(Rows taken from a segmentation dataset)
⁂

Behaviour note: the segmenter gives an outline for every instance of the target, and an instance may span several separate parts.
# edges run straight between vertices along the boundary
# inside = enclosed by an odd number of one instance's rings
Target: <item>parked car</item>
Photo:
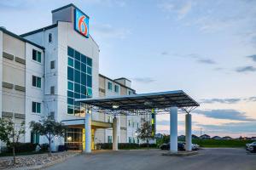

⁂

→ Problem: Return the lines above word for word, omitting the picture.

→ Reply:
Behaviour note: the segmenter gives an outline for every instance of the target, and an instance may span several separate parts.
# edges run straight between vertices along the boundary
# inside = enclosed by an odd number of one instance's rings
Target: <item>parked car</item>
Photo:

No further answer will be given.